Testo:
Aggregati riciclati per le costruzioni stradali

L’opportunità dell’impiego di aggregati riciclati nella costruzione di strade: sostenibilità tecnica e ambientale

L'Europa in generale, e il nostro Paese in particolare, dipendono in maniera significativa da materie prime di importazione. L'attuale modello di sfruttamento lineare dell'ambiente implica nel medio-lungo periodo dei rischi di depauperamento delle risorse naturali impiegate nei processi di produzione e consumo, e la scarsità di materie prime determina nel breve periodo un rischio di approvvigionamento e di equità dei costi di mercato.
È vero che a questo computo sembrano potersi sottrarre proprio i materiali inerti da costruzione, di cui il nostro Paese risulta ancora sufficientemente ricco. Tuttavia le tematiche ambientali e sociali connesse all'uso sostenibile delle risorse, al consumo di suolo e alla riduzione della produzione e smaltimento dei rifiuti, fa sì che anche il settore edile e delle costruzioni civili debba ripensarsi integralmente in una prospettiva di circolarità.

Esercizi da svolgere:
• A. Rispondi in base al testo:
(i) Da che cosa dipendono in maniera significativa l'Europa e il nostro Paese?
(ii) Di quali materiali il nostro Paese risulta ancora sufficientemente ricco?
(iii) In quale prospettiva deve ripensarsi il settore edile e delle costruzioni civili?
• B. Riscrivi il passo del testo che va da "Aggregati riciclati per" fino a "costi di mercato.", mettendo "risorse primarie" al posto di "materie prime".

Dati forniti:

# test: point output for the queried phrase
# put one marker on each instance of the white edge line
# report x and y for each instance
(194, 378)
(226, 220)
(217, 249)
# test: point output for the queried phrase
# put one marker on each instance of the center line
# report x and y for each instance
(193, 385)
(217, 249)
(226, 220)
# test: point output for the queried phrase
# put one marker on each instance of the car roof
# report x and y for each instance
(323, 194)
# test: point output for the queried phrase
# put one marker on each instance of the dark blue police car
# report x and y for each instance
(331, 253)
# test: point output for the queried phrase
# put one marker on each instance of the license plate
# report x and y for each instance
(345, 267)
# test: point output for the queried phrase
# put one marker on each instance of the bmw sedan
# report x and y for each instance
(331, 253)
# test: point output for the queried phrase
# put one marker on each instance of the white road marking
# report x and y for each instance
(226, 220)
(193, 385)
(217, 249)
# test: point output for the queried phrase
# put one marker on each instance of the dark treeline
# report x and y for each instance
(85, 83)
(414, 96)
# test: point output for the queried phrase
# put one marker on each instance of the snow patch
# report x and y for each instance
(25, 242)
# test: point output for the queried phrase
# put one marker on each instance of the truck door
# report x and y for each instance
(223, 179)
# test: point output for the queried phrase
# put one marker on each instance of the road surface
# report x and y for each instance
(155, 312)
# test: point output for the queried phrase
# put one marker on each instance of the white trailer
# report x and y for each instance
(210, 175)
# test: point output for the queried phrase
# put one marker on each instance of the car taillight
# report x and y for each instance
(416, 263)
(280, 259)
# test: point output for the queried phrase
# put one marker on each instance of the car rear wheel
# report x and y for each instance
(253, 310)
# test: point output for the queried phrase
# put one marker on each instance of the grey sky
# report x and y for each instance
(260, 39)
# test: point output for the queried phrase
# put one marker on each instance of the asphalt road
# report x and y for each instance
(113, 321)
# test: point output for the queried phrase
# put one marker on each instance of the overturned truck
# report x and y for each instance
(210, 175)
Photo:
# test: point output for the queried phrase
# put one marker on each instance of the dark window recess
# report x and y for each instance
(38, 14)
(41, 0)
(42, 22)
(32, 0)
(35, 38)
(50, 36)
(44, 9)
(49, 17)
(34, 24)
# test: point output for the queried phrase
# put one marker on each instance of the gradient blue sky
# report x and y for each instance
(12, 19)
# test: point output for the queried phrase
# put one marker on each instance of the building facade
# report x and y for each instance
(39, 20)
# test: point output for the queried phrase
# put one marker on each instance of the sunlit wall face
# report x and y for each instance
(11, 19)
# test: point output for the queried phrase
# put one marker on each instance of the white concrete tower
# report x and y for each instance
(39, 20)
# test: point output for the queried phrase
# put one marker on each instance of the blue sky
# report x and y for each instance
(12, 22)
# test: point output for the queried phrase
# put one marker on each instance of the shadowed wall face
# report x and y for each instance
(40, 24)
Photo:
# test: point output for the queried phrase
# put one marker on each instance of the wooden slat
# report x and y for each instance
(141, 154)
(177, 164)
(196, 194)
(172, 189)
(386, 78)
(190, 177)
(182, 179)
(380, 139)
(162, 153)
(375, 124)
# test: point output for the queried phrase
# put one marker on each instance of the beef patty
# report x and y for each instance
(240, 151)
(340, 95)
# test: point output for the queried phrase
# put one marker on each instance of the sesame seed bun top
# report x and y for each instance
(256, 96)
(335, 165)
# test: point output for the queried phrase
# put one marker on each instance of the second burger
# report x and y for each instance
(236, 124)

Soluzioni per esercizio:
• A.
(i) Da materie prime di importazione.
(ii) Dei materiali inerti da costruzione.
(iii) In una prospettiva di circolarità.

• B.
Aggregati riciclati per le costruzioni stradali

L’opportunità dell’impiego di aggregati riciclati nella costruzione di strade: sostenibilità tecnica e ambientale

L'Europa in generale, e il nostro Paese in particolare, dipendono in maniera significativa da risorse primarie di importazione. L'attuale modello di sfruttamento lineare dell'ambiente implica nel medio-lungo periodo dei rischi di depauperamento delle risorse naturali impiegate nei processi di produzione e consumo, e la scarsità di risorse primarie determina nel breve periodo un rischio di approvvigionamento e di equità dei costi di mercato.